- Stated goal: Update the lines that follow, starting at the first one and stopping after the line containing "<point>198,149</point>". Replace "drop a single dot" with "place one marker" and keep everything else as it is.

━━━━━ Data records ━━━━━

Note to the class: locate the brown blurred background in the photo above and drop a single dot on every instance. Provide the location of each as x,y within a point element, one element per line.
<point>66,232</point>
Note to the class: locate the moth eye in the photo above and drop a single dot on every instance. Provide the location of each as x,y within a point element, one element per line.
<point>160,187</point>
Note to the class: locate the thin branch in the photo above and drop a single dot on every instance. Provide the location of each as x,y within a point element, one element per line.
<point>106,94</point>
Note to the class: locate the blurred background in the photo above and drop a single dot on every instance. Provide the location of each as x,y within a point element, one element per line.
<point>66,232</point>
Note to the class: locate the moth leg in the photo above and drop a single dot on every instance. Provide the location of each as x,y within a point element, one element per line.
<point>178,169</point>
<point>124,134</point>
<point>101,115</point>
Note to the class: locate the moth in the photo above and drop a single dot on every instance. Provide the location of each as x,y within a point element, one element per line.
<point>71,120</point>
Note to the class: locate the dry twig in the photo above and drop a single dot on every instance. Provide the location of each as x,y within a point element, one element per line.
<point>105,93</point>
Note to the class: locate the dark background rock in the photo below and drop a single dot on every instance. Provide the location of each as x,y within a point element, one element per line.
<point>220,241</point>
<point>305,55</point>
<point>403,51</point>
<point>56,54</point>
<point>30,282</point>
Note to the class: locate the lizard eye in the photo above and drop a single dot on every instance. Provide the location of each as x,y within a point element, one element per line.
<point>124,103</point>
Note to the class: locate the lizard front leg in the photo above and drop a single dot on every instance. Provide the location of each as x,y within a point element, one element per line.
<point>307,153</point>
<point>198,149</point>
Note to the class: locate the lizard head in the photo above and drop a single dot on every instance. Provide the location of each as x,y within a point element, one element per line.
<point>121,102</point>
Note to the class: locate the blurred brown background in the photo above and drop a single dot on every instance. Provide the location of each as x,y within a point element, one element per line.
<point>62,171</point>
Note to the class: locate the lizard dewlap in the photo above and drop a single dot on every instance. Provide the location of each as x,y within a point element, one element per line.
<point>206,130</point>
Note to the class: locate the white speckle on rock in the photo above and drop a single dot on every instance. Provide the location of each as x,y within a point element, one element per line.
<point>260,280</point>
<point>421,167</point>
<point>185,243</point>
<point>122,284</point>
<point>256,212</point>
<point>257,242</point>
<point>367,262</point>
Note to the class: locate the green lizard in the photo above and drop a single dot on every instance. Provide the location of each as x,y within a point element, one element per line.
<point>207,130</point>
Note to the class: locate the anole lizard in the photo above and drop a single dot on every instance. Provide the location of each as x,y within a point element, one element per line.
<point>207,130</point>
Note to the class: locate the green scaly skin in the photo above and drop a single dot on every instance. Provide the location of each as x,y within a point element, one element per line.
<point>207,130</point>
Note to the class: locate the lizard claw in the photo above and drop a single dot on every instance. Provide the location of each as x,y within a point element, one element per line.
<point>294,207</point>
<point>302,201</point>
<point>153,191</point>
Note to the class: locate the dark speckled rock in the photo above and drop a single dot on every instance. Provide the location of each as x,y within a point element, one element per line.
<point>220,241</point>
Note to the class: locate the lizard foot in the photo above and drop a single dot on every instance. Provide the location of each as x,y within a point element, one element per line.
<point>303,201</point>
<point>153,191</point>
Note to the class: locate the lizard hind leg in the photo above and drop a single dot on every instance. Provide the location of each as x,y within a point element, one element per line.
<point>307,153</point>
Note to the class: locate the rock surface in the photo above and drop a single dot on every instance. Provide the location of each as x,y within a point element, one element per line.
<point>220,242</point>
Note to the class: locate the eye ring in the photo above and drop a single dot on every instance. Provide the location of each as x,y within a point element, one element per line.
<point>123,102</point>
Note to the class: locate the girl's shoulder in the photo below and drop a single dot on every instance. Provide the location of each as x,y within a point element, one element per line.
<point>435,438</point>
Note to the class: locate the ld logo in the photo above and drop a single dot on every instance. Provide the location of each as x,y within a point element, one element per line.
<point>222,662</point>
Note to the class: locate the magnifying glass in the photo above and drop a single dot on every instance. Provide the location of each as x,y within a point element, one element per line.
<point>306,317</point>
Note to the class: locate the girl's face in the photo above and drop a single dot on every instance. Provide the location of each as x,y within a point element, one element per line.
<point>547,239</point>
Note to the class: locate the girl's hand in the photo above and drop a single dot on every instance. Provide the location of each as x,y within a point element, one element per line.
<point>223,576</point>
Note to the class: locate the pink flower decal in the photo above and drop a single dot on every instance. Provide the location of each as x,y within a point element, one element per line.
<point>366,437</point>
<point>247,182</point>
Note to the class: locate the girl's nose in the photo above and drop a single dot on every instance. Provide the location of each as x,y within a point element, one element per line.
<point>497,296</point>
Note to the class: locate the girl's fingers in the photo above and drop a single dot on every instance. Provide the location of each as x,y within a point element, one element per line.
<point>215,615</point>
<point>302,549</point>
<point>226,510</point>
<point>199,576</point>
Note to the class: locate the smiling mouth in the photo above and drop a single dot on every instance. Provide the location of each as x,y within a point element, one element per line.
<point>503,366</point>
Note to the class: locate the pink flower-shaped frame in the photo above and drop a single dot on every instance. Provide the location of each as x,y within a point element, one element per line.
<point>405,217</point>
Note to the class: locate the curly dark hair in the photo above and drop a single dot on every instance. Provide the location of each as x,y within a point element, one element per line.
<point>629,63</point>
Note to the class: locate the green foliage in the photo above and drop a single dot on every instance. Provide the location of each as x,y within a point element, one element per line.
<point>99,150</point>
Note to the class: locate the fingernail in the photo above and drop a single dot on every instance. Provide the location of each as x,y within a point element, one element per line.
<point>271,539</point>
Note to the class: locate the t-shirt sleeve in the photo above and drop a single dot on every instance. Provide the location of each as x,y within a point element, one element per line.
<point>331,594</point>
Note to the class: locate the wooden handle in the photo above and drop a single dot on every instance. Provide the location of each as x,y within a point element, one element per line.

━━━━━

- Task response:
Note to the class: locate the brown blurred background in the photo above and place one marker on every instance. Provide the location of each as x,y within a point element, one element per line.
<point>66,232</point>
Note to the class: locate the moth eye in the photo above and place one marker on every instance. Provide the location of each as x,y within a point element, one element per line.
<point>160,187</point>
Note to the class: locate the thin branch in the photo above and place one marker on every instance. Provide the location of each as x,y within a point element, one element per line.
<point>106,94</point>
Note to the class: locate the blurred background in the photo above and place one marker on every instance. Provide the location of each as x,y within a point element, one element per line.
<point>66,232</point>
Note to the class: locate the moth leg in the photo above and place one marker on every instance. Provide the location of each as x,y within a point element, one element per line.
<point>178,169</point>
<point>124,134</point>
<point>101,115</point>
Note to the class: locate the moth in the photo above and place one marker on every instance. Provide the location of each as x,y within a point element, one element per line.
<point>71,120</point>
Note to the class: locate the dry twig in the photo above and place one marker on every instance. Provide the location of each as x,y within a point element, one element per line.
<point>105,93</point>
Note to the class: locate the dark background rock in the photo below and place one marker on every instance. Provide the location of each as x,y within a point element, one element per line.
<point>220,241</point>
<point>305,55</point>
<point>403,51</point>
<point>56,54</point>
<point>30,282</point>
Note to the class: locate the lizard eye in the photo above and place one marker on every instance. Provide the location of each as x,y within a point element, one element per line.
<point>124,103</point>
Note to the class: locate the lizard front leg in the photo above and place one marker on every instance. Provide the location of each as x,y within a point element, one element per line.
<point>307,153</point>
<point>198,149</point>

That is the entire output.